## PROBLEMS AND TASKS
1 > In the passage on the insanity defense, in what year did the M'Naghten Rule arise?
2 > Reproduce part of the passage on the insanity defense word for word. Begin at the words "At the center" and stop after "used by psychologists.".

____ SELECTED PASSAGE

The Insanity Defense



 The insanity defense refers to that branch of the concept of 
insanity which defines the extent to which men accused of crimes may 
be relieved of criminal responsibility by virtue of mental disease. 
The terms of such a defense are to be found in the instructions 
presented by the trial judge to the jury at the close of a case. These 
instructions can be drawn from any of several rules used in the 
determination of mental illness. The final determination of mental 
illness rests solely on the jury who uses information drawn from the 
testimony of "expert" witnesses, usually professionals in the field of 
psychology. The net result of such a determination places an 
individual accordingly, be it placement in a mental facility, 
incarceration, or outright release. Due to these aforementioned 
factors, there are several problems raised by the existence of the 
insanity defense. Problems such as the actual possibility of 
determining mental illness, justifiable placement of judged "mentally 
ill" offenders, and the overall usefulness of such a defense. In all, 
I believe that these problems, as well as others which will be 
mentioned later, lead us to the conclusion that the insanity defense 
is useless and should be abolished entirely. Insanity is a legal, not 
a medical definition. Therefore, mental illness and insanity are not 
synonymous: only some mental illness constitutes insanity. Insanity, 
however, includes not only mental illness but also mental 
deficiencies. Due to this, there are problems in exactly how to apply 
a medical theory to a legal matter (Herman, 1983;128). The legal 
concepts of mental illness and insanity raise questions in a conflict 
between what are termed legalistic criminology and scientific 
criminology: mens rea, punishment v. treatment, responsibility, and 
prisons v. hospitals. This debate seesaws to and fro amidst a grey 
area between law and science. The major difficulty with a theory such 
as mental illness is that it is just that, a theory. To scientists 
theories are a way of life, but applied to the concept of law theories 
become somewhat dangerous. By applying a loose theory such as mental 
illness to law we are in essence throwing the proverbial "monkey 
wrench" into the wheels of justice.


 At the center of the legal use of insanity lies the mens rea. 
Every crime involves a physical act, or actus reus, and a mental act, 
or mens rea, the non-physical cause of behavior. The mens rea is the 
mental element required for a crime, and if absent excuses the 
defendant from criminal responsibility and punishment (Jeffery, 
1985;49). The difficulty here lies in analyzing the mens rea. In order 
to do this lawyers apply one of several rules used by psychologists. 
These rules range from the Irresistible Impulse Test to the M'Naghten 
Rule. Each of these rules approach mental illness/capacity in a 
different way and in my opinion each falls short of actual proof. I 
will discuss each in detail. The M'Naghten Rule The M'Naghten Rule, 
also known as the right-wrong test, arose in 1843 during the trial of 
Daniel M'Naghten who argued that he was not criminally responsible for 
his actions because he suffered from delusions at the time of the 
killing. The M'Naghten Rule reads: A defendant may be excused from 
criminal responsibility if at the time of the commission of the act 
the party accused was laboring under such a defect of reason, from a 
disease of the mind, as not to know the nature and the quality of the 
act he was doing, or if he did know it, that he did not know that he 
was doing what was wrong. Thus, according to the rule, a person is 
basically insane if he or she is unable to distinguish between right 
and wrong as a result of some mental disability. Criticism of the 
M'Naghten Rule has come from both legal and medical professions. Many 
criticize that the test is unsound in its view of human psychology.

________
____ LISTED ENTRIES

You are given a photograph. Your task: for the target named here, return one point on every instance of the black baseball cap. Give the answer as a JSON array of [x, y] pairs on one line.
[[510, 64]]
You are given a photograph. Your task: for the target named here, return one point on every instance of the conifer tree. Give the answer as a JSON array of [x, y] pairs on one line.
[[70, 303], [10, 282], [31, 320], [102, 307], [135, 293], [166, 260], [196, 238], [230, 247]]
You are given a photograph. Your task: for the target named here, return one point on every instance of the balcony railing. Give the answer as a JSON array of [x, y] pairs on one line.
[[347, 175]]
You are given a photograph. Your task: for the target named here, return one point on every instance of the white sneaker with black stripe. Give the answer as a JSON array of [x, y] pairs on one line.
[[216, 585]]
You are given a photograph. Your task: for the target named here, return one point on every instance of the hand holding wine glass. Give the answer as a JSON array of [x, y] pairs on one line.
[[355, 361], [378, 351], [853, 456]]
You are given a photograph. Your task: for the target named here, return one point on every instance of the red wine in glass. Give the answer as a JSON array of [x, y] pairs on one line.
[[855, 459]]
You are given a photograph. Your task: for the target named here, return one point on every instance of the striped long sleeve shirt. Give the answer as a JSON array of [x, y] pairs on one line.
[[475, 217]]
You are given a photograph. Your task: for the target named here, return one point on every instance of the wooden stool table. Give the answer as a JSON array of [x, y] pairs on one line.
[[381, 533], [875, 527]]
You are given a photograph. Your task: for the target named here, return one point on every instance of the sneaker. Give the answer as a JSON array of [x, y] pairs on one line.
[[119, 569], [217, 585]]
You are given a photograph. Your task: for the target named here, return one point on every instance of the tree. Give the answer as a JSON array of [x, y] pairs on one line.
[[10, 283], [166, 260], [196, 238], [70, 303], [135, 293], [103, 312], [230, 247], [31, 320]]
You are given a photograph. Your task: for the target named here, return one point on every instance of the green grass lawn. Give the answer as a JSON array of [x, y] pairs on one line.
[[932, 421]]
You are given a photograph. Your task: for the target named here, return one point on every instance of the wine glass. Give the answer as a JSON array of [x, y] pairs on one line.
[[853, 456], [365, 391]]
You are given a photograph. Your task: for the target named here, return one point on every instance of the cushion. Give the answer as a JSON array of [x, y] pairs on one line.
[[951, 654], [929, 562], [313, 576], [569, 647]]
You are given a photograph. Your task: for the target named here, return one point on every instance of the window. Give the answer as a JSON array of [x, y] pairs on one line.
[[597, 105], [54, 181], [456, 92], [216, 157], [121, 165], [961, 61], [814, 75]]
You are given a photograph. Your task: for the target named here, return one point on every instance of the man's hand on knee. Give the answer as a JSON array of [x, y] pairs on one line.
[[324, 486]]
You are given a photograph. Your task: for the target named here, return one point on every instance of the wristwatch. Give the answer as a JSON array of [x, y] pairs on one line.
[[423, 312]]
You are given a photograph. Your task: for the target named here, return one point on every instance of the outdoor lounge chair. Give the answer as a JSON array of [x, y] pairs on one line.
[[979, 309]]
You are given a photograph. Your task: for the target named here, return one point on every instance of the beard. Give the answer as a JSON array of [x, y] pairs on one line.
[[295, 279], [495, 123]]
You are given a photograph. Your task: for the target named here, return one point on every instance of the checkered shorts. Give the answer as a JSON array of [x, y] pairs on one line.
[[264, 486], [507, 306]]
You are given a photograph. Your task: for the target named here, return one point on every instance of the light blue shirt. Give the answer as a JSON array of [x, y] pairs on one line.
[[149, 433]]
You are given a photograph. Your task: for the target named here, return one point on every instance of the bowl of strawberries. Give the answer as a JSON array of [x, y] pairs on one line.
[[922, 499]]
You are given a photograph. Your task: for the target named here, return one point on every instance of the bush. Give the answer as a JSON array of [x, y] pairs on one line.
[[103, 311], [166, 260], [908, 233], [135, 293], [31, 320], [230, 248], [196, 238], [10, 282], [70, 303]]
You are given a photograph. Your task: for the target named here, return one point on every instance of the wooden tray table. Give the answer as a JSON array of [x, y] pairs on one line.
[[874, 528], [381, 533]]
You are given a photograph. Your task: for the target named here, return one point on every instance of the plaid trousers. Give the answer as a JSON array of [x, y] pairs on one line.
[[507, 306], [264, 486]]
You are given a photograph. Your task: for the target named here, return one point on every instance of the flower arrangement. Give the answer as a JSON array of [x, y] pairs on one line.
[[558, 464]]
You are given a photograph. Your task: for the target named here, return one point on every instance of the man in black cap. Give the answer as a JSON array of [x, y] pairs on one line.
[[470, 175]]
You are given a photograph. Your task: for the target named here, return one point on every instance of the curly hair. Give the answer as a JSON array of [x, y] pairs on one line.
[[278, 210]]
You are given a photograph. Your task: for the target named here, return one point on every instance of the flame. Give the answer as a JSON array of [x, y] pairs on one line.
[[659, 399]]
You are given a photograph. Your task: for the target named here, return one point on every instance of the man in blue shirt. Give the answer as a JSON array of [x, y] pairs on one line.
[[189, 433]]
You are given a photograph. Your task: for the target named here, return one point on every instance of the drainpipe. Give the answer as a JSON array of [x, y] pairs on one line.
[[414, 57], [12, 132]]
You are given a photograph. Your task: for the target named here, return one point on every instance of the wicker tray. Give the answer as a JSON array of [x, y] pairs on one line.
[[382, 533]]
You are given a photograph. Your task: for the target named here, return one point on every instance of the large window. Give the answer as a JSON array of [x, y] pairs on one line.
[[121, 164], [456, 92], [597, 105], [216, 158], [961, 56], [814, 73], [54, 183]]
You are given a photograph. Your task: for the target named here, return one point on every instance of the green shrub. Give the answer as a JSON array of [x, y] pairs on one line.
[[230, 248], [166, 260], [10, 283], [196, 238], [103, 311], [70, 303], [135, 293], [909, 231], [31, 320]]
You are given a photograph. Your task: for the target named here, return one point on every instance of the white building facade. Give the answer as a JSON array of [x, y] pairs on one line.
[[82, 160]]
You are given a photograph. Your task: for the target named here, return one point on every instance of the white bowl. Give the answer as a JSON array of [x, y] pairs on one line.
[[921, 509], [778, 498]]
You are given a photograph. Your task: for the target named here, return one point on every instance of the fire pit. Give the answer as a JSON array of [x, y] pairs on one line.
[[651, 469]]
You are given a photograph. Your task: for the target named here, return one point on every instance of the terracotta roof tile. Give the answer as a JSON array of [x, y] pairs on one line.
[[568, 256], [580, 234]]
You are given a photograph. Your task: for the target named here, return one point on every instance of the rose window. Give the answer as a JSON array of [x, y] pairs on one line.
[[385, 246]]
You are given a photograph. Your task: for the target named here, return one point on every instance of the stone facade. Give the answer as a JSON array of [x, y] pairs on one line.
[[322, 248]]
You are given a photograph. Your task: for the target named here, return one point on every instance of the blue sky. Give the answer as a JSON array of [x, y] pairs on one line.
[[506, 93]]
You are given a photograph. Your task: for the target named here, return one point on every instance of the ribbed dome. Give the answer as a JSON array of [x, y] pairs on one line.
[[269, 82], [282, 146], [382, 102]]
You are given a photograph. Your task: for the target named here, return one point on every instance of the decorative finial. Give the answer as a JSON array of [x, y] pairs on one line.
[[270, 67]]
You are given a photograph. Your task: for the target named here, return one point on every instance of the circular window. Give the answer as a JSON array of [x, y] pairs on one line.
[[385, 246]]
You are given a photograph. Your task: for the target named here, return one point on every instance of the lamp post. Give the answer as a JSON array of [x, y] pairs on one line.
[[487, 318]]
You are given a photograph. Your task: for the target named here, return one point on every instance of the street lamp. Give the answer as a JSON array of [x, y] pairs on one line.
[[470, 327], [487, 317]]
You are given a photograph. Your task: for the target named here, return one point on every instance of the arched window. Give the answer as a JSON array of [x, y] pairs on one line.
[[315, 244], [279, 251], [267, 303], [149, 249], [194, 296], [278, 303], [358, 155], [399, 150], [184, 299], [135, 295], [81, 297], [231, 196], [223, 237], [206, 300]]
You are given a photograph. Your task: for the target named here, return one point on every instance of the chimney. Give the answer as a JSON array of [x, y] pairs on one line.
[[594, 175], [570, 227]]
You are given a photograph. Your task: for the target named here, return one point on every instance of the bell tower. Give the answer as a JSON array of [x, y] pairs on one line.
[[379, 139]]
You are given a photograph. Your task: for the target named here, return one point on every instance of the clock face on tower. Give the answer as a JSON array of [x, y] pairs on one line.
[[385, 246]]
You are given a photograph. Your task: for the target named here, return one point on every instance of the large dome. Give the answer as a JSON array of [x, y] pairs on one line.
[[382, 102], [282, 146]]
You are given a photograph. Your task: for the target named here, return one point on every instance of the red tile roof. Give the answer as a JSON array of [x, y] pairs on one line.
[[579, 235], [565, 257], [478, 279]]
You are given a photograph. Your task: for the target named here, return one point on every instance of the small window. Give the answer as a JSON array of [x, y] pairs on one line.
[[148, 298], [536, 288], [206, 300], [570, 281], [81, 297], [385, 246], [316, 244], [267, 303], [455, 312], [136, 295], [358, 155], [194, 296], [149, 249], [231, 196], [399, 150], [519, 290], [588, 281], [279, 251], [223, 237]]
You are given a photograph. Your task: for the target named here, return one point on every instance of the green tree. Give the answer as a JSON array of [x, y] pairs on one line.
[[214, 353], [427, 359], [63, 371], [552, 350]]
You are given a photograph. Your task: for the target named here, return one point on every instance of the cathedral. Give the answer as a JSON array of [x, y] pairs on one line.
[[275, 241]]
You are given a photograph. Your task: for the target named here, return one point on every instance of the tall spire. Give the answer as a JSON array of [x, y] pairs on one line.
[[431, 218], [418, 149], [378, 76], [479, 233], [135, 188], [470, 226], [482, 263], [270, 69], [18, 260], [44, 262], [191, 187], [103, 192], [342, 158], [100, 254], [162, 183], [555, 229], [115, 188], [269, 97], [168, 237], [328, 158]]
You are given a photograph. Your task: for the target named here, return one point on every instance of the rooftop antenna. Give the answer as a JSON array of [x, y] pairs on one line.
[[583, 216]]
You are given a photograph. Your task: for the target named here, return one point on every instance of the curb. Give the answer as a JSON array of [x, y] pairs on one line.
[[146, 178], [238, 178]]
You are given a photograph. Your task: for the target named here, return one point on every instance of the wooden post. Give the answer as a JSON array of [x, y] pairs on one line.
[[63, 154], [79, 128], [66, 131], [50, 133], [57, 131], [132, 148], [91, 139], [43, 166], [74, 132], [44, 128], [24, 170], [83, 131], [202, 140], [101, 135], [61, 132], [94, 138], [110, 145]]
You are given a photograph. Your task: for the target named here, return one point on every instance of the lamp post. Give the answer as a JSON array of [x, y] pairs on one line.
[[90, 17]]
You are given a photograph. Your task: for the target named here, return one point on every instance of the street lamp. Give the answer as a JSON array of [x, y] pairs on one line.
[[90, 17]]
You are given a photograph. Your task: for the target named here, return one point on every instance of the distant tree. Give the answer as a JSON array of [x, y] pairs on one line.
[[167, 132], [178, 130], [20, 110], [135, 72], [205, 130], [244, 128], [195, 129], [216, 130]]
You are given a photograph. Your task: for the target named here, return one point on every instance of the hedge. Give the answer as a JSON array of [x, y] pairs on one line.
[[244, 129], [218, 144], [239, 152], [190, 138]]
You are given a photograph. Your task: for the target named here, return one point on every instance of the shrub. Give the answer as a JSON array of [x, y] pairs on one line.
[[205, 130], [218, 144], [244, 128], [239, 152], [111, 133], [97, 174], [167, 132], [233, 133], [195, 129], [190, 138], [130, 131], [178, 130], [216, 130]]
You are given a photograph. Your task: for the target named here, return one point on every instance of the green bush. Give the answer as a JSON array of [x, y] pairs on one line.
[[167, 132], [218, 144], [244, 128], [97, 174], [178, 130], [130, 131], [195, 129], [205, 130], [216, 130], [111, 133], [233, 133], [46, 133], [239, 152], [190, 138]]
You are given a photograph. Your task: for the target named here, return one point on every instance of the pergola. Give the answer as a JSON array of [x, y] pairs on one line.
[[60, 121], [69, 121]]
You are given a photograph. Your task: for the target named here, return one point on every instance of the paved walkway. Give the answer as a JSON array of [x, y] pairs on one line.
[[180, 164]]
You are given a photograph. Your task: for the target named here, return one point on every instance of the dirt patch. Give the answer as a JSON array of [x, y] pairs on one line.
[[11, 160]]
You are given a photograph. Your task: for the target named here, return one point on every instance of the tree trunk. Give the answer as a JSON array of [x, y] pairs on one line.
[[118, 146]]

________

## YOUR RESPONSES
1 > 1843

2 >
At the center of the legal use of insanity lies the mens rea. 
Every crime involves a physical act, or actus reus, and a mental act, 
or mens rea, the non-physical cause of behavior. The mens rea is the 
mental element required for a crime, and if absent excuses the 
defendant from criminal responsibility and punishment (Jeffery, 
1985;49). The difficulty here lies in analyzing the mens rea. In order 
to do this lawyers apply one of several rules used by psychologists.